_Instructions to follow_:
Would you please give all the lines below again, exactly as they stand?

_Given records_:
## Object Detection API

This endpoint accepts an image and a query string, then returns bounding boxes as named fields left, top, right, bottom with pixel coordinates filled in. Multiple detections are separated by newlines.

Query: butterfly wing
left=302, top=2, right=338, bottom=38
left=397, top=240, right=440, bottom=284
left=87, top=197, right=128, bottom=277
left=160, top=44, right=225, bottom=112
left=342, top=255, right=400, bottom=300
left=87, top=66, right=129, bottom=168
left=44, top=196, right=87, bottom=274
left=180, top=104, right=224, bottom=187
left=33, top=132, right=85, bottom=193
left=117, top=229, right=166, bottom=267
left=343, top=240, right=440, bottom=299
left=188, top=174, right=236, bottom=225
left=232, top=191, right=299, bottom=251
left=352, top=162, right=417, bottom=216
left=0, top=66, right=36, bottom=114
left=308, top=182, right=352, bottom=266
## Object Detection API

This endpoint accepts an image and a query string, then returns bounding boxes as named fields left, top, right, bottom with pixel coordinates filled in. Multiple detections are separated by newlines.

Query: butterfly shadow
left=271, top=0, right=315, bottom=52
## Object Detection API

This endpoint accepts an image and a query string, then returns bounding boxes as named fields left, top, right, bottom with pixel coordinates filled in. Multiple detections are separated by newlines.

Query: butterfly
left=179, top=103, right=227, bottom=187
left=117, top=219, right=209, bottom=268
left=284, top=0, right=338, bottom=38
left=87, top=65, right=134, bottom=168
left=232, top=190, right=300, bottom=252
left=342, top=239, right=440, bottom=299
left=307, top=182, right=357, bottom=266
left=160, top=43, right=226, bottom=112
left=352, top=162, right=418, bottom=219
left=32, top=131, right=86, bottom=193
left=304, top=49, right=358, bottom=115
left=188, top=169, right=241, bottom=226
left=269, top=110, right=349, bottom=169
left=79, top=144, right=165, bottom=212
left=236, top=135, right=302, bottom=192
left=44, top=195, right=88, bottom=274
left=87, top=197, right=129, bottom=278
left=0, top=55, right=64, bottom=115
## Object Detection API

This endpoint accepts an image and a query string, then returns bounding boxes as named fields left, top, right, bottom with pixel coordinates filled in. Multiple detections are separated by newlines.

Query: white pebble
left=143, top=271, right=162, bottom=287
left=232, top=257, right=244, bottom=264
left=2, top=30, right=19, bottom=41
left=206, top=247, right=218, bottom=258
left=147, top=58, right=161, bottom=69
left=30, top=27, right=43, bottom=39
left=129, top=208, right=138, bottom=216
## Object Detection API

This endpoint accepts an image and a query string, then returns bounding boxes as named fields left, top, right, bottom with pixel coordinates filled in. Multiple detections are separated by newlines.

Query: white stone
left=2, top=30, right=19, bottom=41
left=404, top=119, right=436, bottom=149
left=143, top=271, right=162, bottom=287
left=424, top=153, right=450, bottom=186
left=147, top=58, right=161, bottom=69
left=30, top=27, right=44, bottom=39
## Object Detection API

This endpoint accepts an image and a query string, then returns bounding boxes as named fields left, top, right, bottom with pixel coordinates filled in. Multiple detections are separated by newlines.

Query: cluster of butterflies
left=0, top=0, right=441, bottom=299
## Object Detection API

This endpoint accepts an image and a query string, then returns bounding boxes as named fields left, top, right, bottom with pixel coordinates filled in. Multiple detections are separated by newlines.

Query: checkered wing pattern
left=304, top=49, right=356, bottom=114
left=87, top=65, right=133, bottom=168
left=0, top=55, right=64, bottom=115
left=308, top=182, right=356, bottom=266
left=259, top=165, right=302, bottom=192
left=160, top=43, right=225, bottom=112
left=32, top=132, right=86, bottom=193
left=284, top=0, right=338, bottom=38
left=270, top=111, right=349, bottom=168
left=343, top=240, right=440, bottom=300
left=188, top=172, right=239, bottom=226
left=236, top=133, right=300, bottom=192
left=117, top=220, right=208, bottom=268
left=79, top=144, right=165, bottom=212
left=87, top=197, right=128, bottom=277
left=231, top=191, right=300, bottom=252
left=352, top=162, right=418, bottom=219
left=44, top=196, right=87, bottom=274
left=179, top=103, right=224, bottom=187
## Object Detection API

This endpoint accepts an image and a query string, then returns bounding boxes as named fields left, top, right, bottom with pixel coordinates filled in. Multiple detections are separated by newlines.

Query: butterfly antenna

_Answer to the exercise_:
## Object Detection API

This endpoint accepts an image and a query string, then returns bounding boxes as named fields left, top, right, bottom with pixel coordinates filled in. Multiple detections are separated by newlines.

Query: butterfly wing
left=302, top=2, right=338, bottom=38
left=397, top=240, right=440, bottom=284
left=87, top=197, right=128, bottom=277
left=160, top=44, right=225, bottom=112
left=342, top=255, right=400, bottom=300
left=87, top=66, right=129, bottom=168
left=44, top=196, right=87, bottom=274
left=180, top=104, right=224, bottom=187
left=33, top=132, right=85, bottom=193
left=117, top=229, right=166, bottom=267
left=343, top=240, right=440, bottom=299
left=188, top=174, right=236, bottom=225
left=232, top=191, right=299, bottom=251
left=352, top=162, right=417, bottom=216
left=0, top=66, right=36, bottom=114
left=308, top=182, right=352, bottom=266
## Object Detection API

This endpoint accepts an image and a query string, then returns bounding boxes as named fields left, top, right, bottom with pixel coordinates filled in. Multiple detections are separated by newlines.

Query: butterfly shadow
left=271, top=0, right=315, bottom=52
## Object Detection API

This endpoint accepts an image and a query string, then returns bounding boxes as named fields left, top, right, bottom with pixel coordinates filled in. Multiple detections are separated by newlines.

Query: butterfly
left=179, top=103, right=227, bottom=187
left=117, top=219, right=209, bottom=268
left=284, top=0, right=338, bottom=38
left=87, top=65, right=134, bottom=168
left=232, top=190, right=300, bottom=252
left=342, top=239, right=440, bottom=299
left=307, top=182, right=357, bottom=266
left=160, top=43, right=226, bottom=112
left=352, top=162, right=418, bottom=219
left=32, top=131, right=86, bottom=193
left=304, top=49, right=358, bottom=115
left=188, top=169, right=241, bottom=226
left=269, top=110, right=349, bottom=169
left=79, top=144, right=165, bottom=212
left=236, top=135, right=302, bottom=192
left=44, top=195, right=88, bottom=274
left=87, top=197, right=129, bottom=278
left=0, top=55, right=64, bottom=115
## Object Detection API

This endpoint accepts an image and a query string, then returns bounding boxes as named fields left, top, right, bottom with pixel coordinates filled in. Multiple detections are separated by newlines.

Query: white pebble
left=143, top=271, right=162, bottom=287
left=232, top=257, right=244, bottom=264
left=2, top=30, right=19, bottom=41
left=206, top=247, right=218, bottom=258
left=147, top=58, right=161, bottom=69
left=30, top=27, right=43, bottom=39
left=129, top=208, right=138, bottom=216
## Object Detection API

This endpoint accepts an image and a query string, then returns bounding boxes as named fields left, top, right, bottom with pixel coordinates filled in. Multiple detections are separated by newlines.

Query: white stone
left=2, top=30, right=19, bottom=41
left=404, top=119, right=436, bottom=149
left=143, top=271, right=162, bottom=287
left=424, top=153, right=450, bottom=186
left=147, top=58, right=161, bottom=69
left=30, top=27, right=44, bottom=39
## Object Detection API

This endpoint accepts an image and a query string, then returns bounding boxes as named fields left, top, right, bottom with pixel coordinates filled in. Multiple detections are separated by newlines.

Query: cluster of butterflies
left=0, top=0, right=441, bottom=299
## Object Detection API

This endpoint accepts an image and a query string, then returns bounding boxes as named fields left, top, right, bottom with pixel coordinates filled in. Multiple detections are separated by newlines.

Query: checkered wing pattern
left=304, top=49, right=356, bottom=114
left=87, top=65, right=133, bottom=168
left=0, top=55, right=64, bottom=115
left=308, top=182, right=356, bottom=266
left=259, top=165, right=302, bottom=192
left=160, top=43, right=225, bottom=112
left=32, top=132, right=86, bottom=193
left=284, top=0, right=338, bottom=38
left=270, top=111, right=349, bottom=168
left=343, top=240, right=440, bottom=300
left=188, top=172, right=239, bottom=226
left=236, top=133, right=300, bottom=192
left=117, top=220, right=208, bottom=268
left=79, top=144, right=165, bottom=212
left=87, top=197, right=128, bottom=277
left=231, top=191, right=300, bottom=252
left=352, top=162, right=418, bottom=219
left=44, top=196, right=87, bottom=274
left=179, top=103, right=224, bottom=187
## Object Detection API

This endpoint accepts an image and a query string, then returns bounding boxes as named fields left, top, right, bottom with pixel coordinates filled in. Multiple detections are separated by newlines.

Query: butterfly antenna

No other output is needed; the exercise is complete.